Annotation dataset entries:

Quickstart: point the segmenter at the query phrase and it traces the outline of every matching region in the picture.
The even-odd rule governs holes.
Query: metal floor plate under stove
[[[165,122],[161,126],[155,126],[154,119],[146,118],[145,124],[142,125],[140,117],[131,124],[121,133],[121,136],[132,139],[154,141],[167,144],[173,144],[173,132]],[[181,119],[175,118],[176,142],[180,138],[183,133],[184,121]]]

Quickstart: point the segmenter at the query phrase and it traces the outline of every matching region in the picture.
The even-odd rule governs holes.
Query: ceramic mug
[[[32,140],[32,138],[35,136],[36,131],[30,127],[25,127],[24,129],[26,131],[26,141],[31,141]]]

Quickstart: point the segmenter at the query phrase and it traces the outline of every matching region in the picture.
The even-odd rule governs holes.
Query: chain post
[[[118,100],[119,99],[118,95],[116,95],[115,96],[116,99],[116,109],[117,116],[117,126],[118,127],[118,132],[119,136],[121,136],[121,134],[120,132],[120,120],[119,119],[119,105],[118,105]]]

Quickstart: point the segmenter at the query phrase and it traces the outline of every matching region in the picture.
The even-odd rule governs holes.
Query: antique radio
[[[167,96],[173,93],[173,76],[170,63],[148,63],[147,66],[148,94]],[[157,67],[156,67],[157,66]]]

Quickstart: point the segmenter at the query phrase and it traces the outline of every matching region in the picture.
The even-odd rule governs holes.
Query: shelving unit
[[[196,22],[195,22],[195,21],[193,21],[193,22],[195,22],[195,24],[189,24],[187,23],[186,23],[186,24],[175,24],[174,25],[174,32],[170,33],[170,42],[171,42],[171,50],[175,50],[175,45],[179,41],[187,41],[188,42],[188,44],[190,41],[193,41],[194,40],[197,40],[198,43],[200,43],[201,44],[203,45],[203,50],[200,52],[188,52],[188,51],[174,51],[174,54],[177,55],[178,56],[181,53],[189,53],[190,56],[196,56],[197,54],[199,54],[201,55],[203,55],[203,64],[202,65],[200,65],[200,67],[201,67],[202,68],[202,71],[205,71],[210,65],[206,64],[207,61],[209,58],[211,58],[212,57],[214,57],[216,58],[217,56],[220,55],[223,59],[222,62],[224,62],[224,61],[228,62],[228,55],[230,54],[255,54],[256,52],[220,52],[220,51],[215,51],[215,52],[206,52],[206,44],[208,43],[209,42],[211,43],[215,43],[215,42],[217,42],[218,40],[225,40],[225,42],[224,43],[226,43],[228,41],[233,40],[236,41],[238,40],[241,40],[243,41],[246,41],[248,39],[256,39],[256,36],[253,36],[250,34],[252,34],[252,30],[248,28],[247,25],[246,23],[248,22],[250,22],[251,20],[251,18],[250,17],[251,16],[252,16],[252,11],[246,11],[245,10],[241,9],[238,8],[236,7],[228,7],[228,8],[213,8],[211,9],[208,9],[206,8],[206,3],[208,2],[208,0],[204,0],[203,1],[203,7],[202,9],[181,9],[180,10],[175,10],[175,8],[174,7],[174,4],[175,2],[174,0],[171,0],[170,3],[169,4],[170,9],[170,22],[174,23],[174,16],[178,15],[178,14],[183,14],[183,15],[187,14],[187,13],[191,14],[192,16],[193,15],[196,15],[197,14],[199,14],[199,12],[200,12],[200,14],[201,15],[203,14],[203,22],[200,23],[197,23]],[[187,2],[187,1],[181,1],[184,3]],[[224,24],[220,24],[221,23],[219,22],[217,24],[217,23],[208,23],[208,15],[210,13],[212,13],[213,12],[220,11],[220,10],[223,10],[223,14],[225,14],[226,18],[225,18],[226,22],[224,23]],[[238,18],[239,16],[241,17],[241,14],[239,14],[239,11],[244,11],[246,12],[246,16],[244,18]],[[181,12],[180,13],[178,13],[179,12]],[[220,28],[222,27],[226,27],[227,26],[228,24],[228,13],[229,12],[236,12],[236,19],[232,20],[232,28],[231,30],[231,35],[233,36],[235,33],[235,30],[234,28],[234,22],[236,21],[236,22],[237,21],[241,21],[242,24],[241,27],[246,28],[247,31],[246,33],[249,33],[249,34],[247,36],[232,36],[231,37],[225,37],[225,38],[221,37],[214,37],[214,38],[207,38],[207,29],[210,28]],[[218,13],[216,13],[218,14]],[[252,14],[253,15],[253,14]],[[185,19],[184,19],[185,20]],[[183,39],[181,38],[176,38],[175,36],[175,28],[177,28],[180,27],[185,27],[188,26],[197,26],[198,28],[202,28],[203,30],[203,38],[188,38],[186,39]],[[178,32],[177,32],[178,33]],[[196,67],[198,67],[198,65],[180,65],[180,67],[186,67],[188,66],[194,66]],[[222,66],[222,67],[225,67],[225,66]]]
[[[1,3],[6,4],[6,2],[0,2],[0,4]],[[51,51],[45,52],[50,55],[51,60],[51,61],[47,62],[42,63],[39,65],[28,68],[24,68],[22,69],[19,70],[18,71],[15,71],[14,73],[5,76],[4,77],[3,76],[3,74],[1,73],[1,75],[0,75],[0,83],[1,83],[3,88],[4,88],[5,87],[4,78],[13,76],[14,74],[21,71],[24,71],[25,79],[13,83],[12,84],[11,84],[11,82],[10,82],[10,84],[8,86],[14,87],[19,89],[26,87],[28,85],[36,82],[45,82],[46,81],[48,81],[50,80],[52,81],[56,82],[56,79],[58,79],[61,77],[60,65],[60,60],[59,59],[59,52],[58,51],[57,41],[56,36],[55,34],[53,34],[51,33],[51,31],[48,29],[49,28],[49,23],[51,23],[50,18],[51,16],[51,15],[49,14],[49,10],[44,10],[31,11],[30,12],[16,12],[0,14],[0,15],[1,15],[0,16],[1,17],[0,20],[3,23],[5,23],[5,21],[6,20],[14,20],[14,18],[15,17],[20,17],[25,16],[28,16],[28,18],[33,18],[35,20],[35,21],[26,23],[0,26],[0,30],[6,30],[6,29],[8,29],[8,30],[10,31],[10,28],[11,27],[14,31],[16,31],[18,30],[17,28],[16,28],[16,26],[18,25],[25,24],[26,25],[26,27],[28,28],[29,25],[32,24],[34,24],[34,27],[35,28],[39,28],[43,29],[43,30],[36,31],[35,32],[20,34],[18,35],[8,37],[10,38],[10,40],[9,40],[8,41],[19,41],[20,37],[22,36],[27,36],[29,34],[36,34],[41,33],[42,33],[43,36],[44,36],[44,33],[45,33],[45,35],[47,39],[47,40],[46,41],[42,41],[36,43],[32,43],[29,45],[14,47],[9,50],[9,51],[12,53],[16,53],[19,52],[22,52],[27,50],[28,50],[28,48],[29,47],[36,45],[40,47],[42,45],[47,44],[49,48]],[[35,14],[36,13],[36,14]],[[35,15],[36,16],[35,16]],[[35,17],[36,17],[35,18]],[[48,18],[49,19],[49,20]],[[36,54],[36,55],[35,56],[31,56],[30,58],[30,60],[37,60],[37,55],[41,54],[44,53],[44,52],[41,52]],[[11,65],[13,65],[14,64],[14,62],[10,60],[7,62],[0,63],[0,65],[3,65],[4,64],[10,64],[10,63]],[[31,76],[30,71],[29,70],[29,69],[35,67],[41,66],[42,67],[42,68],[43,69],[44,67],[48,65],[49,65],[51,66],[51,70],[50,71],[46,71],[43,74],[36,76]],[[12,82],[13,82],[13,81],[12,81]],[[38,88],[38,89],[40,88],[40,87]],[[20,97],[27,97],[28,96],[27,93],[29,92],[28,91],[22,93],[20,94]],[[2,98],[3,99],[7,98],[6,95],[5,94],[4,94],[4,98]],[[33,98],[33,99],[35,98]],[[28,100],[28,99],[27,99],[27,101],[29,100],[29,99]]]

What is asked
Copy every line of the data above without any changes.

Completed exercise
Quickstart: point the segmenter at the query phrase and it traces the outline of every matching region in the picture.
The even-odd rule governs holes.
Query: metal floor plate under stove
[[[165,122],[161,126],[155,126],[154,119],[146,118],[145,124],[142,125],[140,117],[131,124],[121,133],[121,136],[132,139],[154,141],[167,144],[173,144],[173,132]],[[181,119],[175,118],[176,142],[180,138],[183,133],[184,121]]]

Quickstart: point the segmenter at the query phrase and it traces the outline of every matching region in the picture.
The even-odd rule governs holes.
Query: ceramic mug
[[[32,140],[32,138],[35,136],[36,131],[30,127],[25,127],[24,129],[26,131],[26,141],[31,141]]]

Quickstart: point the segmenter at the query phrase and it traces the outline of every matching region in the picture.
The even-odd rule governs holes.
Query: chain post
[[[118,100],[119,99],[118,95],[116,95],[115,96],[116,99],[116,109],[117,116],[117,126],[118,127],[118,132],[119,136],[121,136],[121,134],[120,132],[120,120],[119,119],[119,105],[118,105]]]

Quickstart: point the segmenter at the query phrase and it traces the outline of every matching region in the picture.
The even-odd rule governs holes.
Query: antique radio
[[[167,96],[173,93],[173,76],[170,63],[148,63],[147,66],[148,94]],[[157,67],[156,67],[157,66]]]

Quickstart: point the segmenter at the query phrase and it traces the outline of every matching region in the picture.
The even-odd rule governs holes.
Query: shelving unit
[[[196,22],[195,22],[195,21],[193,21],[193,22],[195,22],[195,24],[189,24],[187,23],[186,23],[186,24],[175,24],[174,25],[174,32],[170,33],[170,42],[171,42],[171,50],[175,50],[175,45],[179,41],[187,41],[188,42],[188,44],[190,41],[193,41],[194,40],[197,40],[198,43],[200,43],[201,44],[203,45],[203,50],[200,52],[188,52],[188,51],[174,51],[174,54],[177,55],[178,56],[181,53],[189,53],[190,56],[196,56],[197,54],[199,54],[201,55],[203,55],[203,64],[202,65],[200,65],[200,67],[201,67],[202,68],[202,71],[205,71],[210,65],[206,64],[207,61],[209,58],[211,58],[212,57],[214,57],[216,58],[217,56],[220,55],[223,59],[222,62],[224,62],[224,61],[228,62],[228,55],[230,54],[255,54],[256,52],[220,52],[220,51],[215,51],[215,52],[206,52],[206,44],[208,43],[209,42],[211,43],[215,43],[215,42],[217,42],[218,40],[225,40],[225,42],[224,43],[226,43],[228,41],[233,40],[236,41],[238,40],[241,40],[243,41],[246,41],[248,39],[256,39],[256,36],[253,36],[250,34],[252,34],[252,30],[248,28],[247,25],[246,23],[248,22],[250,22],[251,20],[251,18],[250,17],[251,16],[252,16],[252,11],[246,11],[245,10],[241,9],[238,8],[236,7],[228,7],[228,8],[213,8],[211,9],[208,9],[206,8],[206,3],[208,2],[208,0],[204,0],[203,1],[203,7],[202,9],[181,9],[180,10],[175,10],[175,8],[174,7],[174,4],[175,2],[174,0],[171,0],[170,3],[169,4],[170,9],[170,22],[174,23],[174,16],[178,15],[178,14],[183,14],[183,15],[187,14],[187,13],[191,14],[192,16],[193,15],[196,15],[197,14],[199,14],[199,12],[200,12],[200,14],[201,15],[203,14],[203,22],[200,23],[197,23]],[[187,2],[187,1],[181,1],[184,3]],[[224,24],[220,24],[221,23],[219,22],[217,24],[217,23],[208,23],[208,15],[210,13],[212,13],[213,12],[220,11],[220,10],[223,10],[223,14],[225,14],[226,18],[225,18],[226,22],[224,23]],[[238,18],[239,16],[241,17],[241,14],[239,14],[239,11],[244,11],[246,12],[246,16],[244,18]],[[181,12],[180,13],[178,13],[179,12]],[[220,28],[222,27],[226,27],[227,26],[228,24],[228,13],[229,12],[236,12],[236,19],[232,20],[232,28],[231,30],[231,35],[233,36],[235,33],[235,30],[234,28],[234,22],[236,21],[236,22],[237,21],[241,21],[242,24],[241,27],[246,28],[247,31],[246,33],[249,33],[249,34],[247,36],[232,36],[231,37],[225,37],[225,38],[221,37],[214,37],[214,38],[207,38],[207,29],[210,28]],[[218,13],[216,13],[218,14]],[[252,14],[253,15],[253,14]],[[185,19],[184,19],[185,20]],[[183,39],[181,38],[176,38],[175,36],[175,28],[177,28],[180,27],[185,27],[188,26],[197,26],[198,28],[202,28],[203,30],[203,38],[188,38],[186,39]],[[178,32],[177,32],[178,33]],[[196,67],[198,67],[198,65],[180,65],[180,67],[186,67],[188,66],[194,66]],[[222,66],[222,67],[225,67],[225,66]]]
[[[1,3],[6,4],[6,2],[0,2],[0,4]],[[51,51],[45,52],[50,55],[51,60],[51,61],[47,62],[42,63],[39,65],[28,68],[24,68],[22,69],[19,70],[18,71],[15,71],[14,73],[5,76],[4,77],[3,76],[3,74],[1,73],[1,75],[0,75],[0,83],[1,83],[3,88],[4,88],[5,87],[4,78],[13,76],[14,74],[21,71],[24,71],[25,79],[13,83],[12,84],[11,84],[11,82],[10,82],[10,84],[8,86],[14,87],[19,89],[26,87],[28,85],[36,82],[45,82],[46,81],[48,81],[50,80],[52,81],[56,82],[56,79],[58,79],[61,77],[60,65],[60,60],[59,59],[59,52],[58,51],[57,41],[56,36],[55,34],[53,34],[51,33],[51,31],[48,29],[49,28],[49,23],[51,23],[50,18],[51,16],[51,15],[49,14],[49,10],[44,10],[31,11],[30,12],[16,12],[0,14],[0,15],[1,15],[0,16],[1,17],[0,20],[3,23],[5,23],[5,21],[6,20],[14,20],[14,18],[15,17],[20,17],[25,16],[28,16],[28,18],[33,18],[35,20],[35,21],[26,23],[0,26],[0,30],[6,30],[6,29],[8,29],[8,30],[10,31],[10,28],[11,27],[14,31],[16,31],[18,30],[17,28],[16,28],[16,26],[18,25],[25,24],[26,25],[26,27],[28,28],[29,25],[32,24],[34,24],[34,27],[35,28],[39,28],[43,29],[43,30],[36,31],[35,32],[20,34],[18,35],[8,37],[10,38],[10,40],[9,40],[8,41],[19,41],[20,37],[22,36],[27,36],[29,34],[36,34],[41,33],[42,33],[43,36],[44,36],[44,33],[45,33],[45,35],[47,39],[47,40],[46,41],[42,41],[36,43],[32,43],[29,45],[14,47],[9,50],[9,51],[12,53],[16,53],[19,52],[22,52],[27,50],[28,50],[28,48],[29,47],[36,45],[40,47],[42,45],[47,44],[49,48]],[[35,14],[36,13],[36,14]],[[35,15],[36,16],[35,16]],[[35,17],[36,17],[35,18]],[[48,18],[49,19],[49,20]],[[36,54],[36,55],[35,56],[31,56],[30,58],[30,60],[37,60],[37,55],[41,54],[44,53],[44,52],[41,52]],[[11,65],[13,65],[14,64],[14,62],[10,60],[7,62],[0,63],[0,65],[3,65],[4,64],[10,64],[10,63]],[[31,76],[30,71],[29,70],[29,69],[35,67],[41,66],[42,67],[42,68],[43,69],[44,67],[48,65],[49,65],[51,66],[51,70],[50,71],[46,71],[43,74],[36,76]],[[12,82],[13,82],[13,81],[12,81]],[[38,88],[38,89],[40,88],[40,87]],[[20,97],[27,97],[28,96],[27,93],[29,92],[28,91],[22,93],[20,94]],[[2,98],[3,99],[7,98],[6,95],[5,94],[4,94],[4,98]],[[33,98],[33,99],[35,98]],[[28,100],[28,99],[27,99],[27,101],[29,100],[29,99]]]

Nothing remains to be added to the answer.